(Records from a dataset)

------

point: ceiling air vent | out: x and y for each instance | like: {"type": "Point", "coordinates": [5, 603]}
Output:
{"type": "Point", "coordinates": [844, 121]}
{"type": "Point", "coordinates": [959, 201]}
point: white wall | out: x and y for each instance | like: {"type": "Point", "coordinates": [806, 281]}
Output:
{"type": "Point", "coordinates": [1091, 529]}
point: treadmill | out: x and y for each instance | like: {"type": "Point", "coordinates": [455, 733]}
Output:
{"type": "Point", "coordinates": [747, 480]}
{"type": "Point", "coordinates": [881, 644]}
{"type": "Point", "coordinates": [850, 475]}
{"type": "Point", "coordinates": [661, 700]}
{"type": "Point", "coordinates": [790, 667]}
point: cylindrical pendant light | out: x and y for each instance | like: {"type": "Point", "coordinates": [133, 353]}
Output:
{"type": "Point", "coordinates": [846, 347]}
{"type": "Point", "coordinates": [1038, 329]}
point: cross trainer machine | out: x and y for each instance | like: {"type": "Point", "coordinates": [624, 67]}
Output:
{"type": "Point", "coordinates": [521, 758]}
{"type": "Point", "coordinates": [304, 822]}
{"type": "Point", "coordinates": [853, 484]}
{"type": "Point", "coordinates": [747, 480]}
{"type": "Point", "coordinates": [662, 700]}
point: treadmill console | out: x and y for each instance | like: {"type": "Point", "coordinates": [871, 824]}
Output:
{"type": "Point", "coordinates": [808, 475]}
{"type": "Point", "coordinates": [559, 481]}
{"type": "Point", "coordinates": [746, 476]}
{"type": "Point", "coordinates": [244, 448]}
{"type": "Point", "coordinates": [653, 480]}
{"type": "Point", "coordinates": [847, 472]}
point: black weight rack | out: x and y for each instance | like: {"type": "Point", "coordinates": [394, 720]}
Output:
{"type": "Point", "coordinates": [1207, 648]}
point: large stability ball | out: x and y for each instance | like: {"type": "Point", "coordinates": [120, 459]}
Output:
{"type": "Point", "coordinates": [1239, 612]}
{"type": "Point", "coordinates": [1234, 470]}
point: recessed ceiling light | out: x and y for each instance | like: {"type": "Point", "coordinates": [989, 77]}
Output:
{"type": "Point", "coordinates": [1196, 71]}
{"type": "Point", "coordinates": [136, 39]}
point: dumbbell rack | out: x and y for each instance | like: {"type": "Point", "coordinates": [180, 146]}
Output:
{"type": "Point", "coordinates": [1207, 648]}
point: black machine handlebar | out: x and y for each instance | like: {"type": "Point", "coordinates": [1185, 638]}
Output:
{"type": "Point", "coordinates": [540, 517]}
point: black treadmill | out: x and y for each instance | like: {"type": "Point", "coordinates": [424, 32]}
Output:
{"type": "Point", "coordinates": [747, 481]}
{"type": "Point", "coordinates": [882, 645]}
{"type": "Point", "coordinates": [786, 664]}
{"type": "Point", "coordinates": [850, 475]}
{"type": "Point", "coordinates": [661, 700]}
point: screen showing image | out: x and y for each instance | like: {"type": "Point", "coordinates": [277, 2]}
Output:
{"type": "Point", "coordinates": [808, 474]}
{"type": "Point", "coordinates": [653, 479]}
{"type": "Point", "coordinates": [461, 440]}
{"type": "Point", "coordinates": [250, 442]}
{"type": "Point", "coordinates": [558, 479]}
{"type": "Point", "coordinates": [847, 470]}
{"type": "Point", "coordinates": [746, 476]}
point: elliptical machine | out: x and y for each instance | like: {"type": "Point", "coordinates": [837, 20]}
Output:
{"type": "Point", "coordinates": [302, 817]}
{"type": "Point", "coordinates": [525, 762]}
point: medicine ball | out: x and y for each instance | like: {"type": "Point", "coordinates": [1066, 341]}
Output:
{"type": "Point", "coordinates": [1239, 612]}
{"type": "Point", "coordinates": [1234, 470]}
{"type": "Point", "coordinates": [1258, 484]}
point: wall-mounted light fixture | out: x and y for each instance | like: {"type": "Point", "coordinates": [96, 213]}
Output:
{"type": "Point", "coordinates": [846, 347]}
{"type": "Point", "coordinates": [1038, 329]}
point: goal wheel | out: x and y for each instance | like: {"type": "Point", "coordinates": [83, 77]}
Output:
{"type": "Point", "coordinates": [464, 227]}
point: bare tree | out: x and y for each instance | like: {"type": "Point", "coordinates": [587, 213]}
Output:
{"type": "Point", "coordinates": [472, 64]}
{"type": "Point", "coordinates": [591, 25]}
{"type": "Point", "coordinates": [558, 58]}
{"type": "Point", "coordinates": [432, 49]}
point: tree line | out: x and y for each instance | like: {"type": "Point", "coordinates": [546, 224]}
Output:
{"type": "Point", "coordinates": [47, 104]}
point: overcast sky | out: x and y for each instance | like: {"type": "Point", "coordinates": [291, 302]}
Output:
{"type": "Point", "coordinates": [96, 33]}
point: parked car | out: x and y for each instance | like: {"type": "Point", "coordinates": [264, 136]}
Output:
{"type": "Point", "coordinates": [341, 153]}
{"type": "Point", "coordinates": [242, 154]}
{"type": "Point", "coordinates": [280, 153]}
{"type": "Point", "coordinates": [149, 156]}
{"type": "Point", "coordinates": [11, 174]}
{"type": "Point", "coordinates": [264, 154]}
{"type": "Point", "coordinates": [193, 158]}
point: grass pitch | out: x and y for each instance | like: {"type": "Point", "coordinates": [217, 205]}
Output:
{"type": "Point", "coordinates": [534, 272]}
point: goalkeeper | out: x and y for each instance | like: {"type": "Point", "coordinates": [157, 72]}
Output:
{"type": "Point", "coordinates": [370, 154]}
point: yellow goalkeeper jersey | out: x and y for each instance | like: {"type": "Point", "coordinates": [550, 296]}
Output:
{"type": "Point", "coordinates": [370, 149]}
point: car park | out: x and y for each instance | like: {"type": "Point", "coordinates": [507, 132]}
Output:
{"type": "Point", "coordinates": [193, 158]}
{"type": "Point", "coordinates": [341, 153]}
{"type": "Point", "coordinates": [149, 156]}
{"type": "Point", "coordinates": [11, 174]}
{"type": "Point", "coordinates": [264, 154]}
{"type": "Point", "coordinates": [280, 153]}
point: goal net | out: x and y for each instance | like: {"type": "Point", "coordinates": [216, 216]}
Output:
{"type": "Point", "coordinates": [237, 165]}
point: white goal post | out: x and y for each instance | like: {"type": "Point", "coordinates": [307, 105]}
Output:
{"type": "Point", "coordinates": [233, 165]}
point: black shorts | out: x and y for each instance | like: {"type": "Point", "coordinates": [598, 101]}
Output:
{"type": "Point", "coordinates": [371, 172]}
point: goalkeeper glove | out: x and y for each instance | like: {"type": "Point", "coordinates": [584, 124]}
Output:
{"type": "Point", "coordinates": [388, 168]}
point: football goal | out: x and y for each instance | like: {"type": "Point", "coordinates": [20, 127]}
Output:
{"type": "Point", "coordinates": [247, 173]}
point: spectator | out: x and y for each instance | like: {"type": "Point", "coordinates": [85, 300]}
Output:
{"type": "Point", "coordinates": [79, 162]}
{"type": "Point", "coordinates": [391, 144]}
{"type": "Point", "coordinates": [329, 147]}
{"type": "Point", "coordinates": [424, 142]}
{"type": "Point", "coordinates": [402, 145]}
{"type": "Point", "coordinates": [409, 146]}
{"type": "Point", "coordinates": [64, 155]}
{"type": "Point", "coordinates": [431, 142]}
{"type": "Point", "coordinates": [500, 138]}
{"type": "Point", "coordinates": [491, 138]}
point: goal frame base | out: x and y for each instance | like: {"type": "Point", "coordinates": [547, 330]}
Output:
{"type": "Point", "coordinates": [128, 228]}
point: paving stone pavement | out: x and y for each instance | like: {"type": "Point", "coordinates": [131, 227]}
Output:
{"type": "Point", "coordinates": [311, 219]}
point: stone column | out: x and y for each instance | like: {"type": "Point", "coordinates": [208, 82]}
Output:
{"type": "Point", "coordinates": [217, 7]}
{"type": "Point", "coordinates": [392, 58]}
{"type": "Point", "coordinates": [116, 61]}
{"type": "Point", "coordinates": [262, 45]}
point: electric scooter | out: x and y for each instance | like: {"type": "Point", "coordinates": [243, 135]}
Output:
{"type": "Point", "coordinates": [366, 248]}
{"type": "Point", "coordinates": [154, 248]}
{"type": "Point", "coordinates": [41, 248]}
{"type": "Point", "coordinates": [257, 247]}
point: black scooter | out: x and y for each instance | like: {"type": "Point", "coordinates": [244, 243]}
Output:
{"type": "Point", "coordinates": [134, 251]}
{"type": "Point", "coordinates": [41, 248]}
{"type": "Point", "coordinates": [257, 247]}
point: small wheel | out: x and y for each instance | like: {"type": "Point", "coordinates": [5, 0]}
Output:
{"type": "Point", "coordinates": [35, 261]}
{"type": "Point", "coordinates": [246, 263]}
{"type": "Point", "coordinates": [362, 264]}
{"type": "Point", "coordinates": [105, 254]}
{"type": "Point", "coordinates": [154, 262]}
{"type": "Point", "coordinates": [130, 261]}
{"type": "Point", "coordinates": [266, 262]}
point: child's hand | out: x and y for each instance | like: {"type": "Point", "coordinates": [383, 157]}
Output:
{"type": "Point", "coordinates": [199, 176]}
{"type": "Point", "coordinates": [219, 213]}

------

Retype, exactly and in full, the lines above from the one containing "point: electric scooter" through the one containing "point: small wheel".

**Final answer:**
point: electric scooter | out: x and y for each instance | like: {"type": "Point", "coordinates": [243, 135]}
Output:
{"type": "Point", "coordinates": [366, 248]}
{"type": "Point", "coordinates": [154, 248]}
{"type": "Point", "coordinates": [41, 248]}
{"type": "Point", "coordinates": [257, 247]}
point: black scooter | out: x and y for each instance | like: {"type": "Point", "coordinates": [244, 243]}
Output:
{"type": "Point", "coordinates": [134, 251]}
{"type": "Point", "coordinates": [41, 248]}
{"type": "Point", "coordinates": [257, 247]}
point: small wheel | out: x and y for each instance | like: {"type": "Point", "coordinates": [5, 0]}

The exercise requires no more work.